## Given data
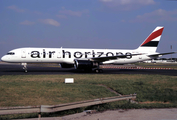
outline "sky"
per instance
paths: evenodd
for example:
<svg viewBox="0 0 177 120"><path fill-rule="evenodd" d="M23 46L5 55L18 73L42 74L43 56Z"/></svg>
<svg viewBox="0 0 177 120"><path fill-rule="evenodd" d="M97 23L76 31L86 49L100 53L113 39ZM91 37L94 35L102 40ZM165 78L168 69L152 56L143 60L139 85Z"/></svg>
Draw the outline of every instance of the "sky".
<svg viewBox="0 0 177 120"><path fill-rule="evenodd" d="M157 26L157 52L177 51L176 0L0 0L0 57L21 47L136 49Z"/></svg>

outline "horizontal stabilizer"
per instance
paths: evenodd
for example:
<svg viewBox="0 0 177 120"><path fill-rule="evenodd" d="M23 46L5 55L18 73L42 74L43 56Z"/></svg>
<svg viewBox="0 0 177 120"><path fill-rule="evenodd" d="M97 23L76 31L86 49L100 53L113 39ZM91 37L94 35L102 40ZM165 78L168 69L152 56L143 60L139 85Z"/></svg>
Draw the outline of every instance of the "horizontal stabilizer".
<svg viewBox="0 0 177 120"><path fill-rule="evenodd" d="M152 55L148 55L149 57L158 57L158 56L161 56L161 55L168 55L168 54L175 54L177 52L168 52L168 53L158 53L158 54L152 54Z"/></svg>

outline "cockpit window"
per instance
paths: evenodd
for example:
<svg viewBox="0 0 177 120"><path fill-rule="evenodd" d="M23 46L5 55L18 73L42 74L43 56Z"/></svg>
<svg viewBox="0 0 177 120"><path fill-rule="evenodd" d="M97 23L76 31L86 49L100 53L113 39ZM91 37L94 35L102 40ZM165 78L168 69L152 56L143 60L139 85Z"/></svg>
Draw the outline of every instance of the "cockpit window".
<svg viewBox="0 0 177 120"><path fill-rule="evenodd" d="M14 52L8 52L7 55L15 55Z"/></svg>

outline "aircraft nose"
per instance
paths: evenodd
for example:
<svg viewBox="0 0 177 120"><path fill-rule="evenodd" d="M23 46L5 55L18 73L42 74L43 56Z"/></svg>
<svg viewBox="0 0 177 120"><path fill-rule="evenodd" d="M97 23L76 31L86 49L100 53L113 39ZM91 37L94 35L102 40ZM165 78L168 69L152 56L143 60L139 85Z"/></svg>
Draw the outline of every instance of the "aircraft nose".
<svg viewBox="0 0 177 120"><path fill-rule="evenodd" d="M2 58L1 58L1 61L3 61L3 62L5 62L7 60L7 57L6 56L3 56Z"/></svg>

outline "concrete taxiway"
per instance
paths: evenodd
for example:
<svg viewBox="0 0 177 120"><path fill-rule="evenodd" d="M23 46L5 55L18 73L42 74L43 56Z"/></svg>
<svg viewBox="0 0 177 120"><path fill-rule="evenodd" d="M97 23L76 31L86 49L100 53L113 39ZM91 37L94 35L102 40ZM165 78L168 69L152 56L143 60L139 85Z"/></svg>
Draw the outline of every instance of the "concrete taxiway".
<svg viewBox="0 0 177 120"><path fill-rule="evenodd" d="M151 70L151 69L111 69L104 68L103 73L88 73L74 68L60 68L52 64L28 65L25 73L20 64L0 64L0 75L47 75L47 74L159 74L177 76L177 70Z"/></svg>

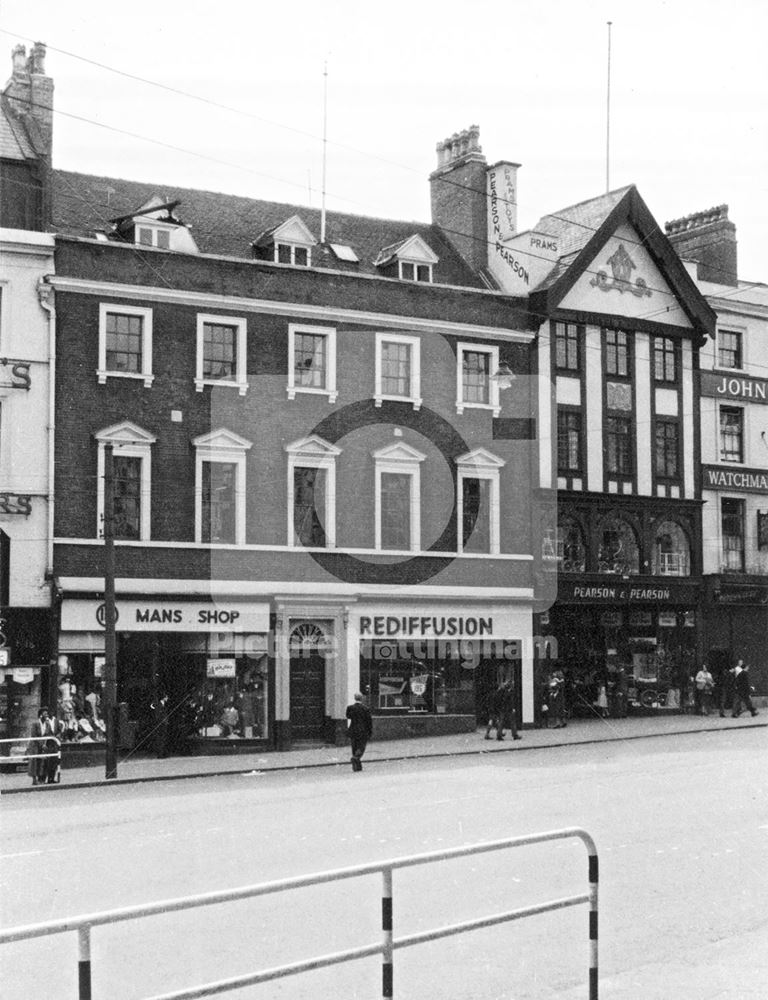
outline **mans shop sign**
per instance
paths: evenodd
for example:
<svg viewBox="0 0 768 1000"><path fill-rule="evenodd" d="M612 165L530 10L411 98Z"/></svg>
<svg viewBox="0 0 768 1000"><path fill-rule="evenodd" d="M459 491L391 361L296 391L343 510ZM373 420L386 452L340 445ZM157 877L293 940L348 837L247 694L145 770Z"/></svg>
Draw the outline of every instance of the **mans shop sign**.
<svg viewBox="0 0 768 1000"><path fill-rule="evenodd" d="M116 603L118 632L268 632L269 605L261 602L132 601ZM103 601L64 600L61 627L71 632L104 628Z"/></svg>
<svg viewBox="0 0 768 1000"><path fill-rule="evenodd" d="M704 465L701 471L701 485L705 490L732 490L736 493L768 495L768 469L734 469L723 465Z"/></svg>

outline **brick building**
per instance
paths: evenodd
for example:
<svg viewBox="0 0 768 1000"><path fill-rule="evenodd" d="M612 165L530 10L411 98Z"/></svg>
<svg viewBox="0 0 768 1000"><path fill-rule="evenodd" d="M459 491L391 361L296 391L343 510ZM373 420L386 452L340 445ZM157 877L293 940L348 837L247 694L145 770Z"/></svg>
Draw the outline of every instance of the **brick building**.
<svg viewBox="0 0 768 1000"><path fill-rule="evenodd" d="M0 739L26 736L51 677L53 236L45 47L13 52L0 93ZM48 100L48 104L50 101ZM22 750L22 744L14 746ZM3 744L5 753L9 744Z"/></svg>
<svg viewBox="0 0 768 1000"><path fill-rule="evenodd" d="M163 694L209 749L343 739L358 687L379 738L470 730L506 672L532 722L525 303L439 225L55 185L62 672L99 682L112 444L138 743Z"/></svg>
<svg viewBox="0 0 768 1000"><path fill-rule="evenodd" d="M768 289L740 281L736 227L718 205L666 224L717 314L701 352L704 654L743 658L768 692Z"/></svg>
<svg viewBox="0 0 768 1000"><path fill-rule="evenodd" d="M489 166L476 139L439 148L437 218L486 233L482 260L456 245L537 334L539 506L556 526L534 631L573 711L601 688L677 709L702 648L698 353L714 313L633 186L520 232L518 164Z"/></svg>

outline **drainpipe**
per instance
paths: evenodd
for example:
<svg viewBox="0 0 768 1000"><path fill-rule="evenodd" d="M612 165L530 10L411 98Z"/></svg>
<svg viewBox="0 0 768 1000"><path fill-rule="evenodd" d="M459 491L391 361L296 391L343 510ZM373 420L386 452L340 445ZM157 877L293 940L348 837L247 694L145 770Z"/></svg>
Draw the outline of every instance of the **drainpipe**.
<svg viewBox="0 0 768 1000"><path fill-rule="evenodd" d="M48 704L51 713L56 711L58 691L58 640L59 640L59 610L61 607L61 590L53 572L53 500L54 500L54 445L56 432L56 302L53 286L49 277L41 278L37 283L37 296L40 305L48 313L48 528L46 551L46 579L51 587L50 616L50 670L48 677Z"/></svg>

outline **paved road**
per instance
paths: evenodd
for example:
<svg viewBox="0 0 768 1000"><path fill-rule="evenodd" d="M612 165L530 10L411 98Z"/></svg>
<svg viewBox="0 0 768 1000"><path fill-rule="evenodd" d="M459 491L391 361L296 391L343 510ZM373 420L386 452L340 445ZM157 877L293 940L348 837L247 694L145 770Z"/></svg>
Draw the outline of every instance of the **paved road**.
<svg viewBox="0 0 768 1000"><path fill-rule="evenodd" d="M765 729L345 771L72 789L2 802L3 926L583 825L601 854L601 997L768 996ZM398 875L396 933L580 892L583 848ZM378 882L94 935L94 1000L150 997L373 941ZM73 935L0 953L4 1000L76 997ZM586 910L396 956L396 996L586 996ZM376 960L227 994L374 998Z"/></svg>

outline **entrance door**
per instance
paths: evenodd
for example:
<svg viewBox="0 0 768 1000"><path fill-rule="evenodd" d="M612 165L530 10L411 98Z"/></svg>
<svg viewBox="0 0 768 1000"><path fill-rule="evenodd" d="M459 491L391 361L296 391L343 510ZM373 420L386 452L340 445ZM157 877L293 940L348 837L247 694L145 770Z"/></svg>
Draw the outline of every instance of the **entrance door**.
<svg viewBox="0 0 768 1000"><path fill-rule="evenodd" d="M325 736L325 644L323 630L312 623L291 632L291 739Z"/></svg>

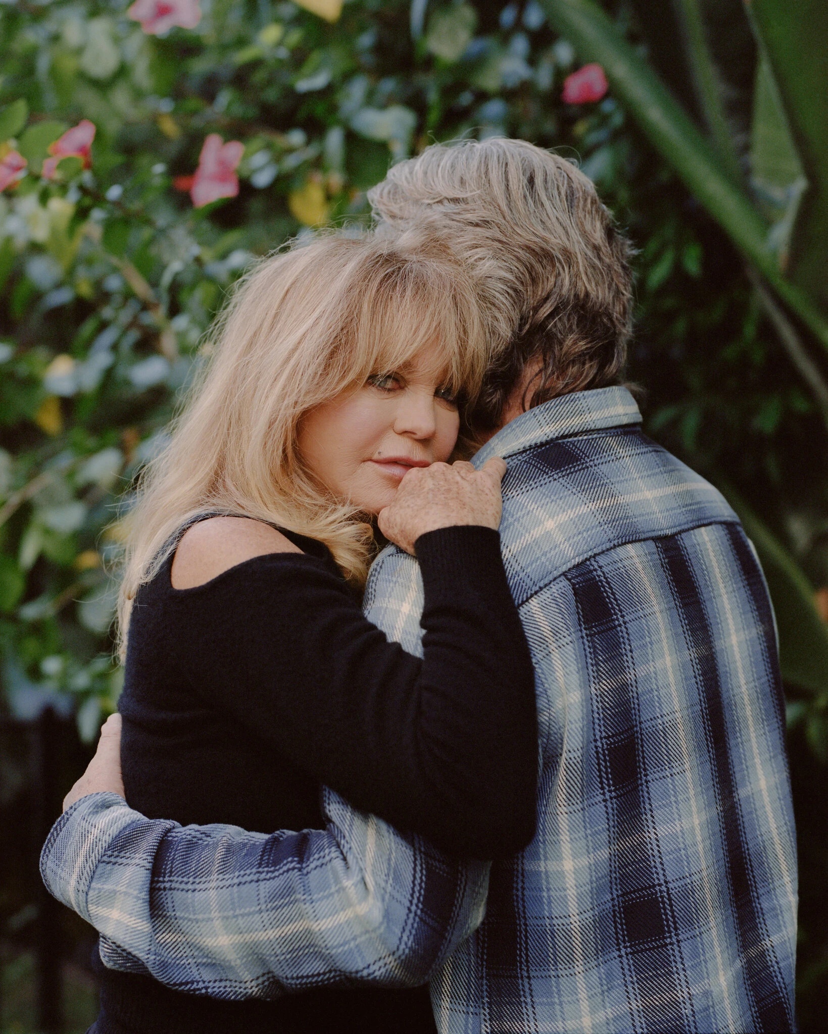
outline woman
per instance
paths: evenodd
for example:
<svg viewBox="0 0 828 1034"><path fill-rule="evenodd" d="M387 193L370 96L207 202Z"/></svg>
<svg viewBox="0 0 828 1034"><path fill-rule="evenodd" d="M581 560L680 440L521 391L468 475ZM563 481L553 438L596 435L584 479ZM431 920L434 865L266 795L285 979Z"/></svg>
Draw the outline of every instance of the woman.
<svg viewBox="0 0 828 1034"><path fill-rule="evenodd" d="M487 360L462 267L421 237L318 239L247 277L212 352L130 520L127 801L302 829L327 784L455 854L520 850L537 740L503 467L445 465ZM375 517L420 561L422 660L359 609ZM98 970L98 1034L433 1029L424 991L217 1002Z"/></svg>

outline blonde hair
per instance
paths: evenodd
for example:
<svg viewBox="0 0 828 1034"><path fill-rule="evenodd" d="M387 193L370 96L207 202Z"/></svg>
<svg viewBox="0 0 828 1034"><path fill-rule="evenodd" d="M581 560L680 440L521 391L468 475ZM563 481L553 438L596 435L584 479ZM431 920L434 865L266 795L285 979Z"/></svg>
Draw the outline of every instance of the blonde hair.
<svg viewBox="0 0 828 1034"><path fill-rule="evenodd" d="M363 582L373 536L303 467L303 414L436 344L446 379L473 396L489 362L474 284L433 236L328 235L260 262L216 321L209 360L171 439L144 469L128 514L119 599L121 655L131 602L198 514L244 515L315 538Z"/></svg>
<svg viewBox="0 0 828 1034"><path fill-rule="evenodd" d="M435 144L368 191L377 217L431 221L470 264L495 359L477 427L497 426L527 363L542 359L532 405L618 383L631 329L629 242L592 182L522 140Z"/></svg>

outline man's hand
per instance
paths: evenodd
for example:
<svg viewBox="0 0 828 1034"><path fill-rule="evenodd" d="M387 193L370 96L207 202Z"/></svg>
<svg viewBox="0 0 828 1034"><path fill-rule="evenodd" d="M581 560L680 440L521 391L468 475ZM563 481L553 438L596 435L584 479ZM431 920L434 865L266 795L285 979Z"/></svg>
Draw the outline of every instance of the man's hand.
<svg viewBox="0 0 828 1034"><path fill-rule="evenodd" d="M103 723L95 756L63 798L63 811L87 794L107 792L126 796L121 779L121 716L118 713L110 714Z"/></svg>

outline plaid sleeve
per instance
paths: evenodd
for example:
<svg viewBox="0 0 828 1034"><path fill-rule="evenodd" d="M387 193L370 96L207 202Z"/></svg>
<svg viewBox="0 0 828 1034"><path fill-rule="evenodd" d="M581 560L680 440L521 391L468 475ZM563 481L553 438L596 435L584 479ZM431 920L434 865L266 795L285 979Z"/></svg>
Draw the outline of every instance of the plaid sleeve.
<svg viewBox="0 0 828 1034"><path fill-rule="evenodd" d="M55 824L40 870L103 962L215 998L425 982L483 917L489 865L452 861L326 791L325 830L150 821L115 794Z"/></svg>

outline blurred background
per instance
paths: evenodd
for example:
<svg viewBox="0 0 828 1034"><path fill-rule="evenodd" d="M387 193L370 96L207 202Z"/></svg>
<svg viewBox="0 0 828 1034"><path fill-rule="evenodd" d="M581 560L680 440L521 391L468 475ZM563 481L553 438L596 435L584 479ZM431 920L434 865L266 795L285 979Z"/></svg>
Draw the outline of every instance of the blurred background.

## Exercise prompt
Render the rows above, from their first line through the line containing "26L157 52L177 51L176", as a numbered list with no blank lines. Leave the pictures out of your answer.

## Response to this exercise
1. outline "sky"
2. per instance
3. paths: evenodd
4. for example:
5. <svg viewBox="0 0 177 120"><path fill-rule="evenodd" d="M23 46L5 55L18 73L42 74L43 56Z"/></svg>
6. <svg viewBox="0 0 177 120"><path fill-rule="evenodd" d="M97 23L76 31L86 49L100 53L113 39ZM91 37L94 35L102 40ZM165 78L168 69L152 56L143 60L139 85Z"/></svg>
7. Draw the outline of every instance of the "sky".
8. <svg viewBox="0 0 177 120"><path fill-rule="evenodd" d="M157 26L157 52L177 51L176 0L0 0L0 57L21 47L136 49Z"/></svg>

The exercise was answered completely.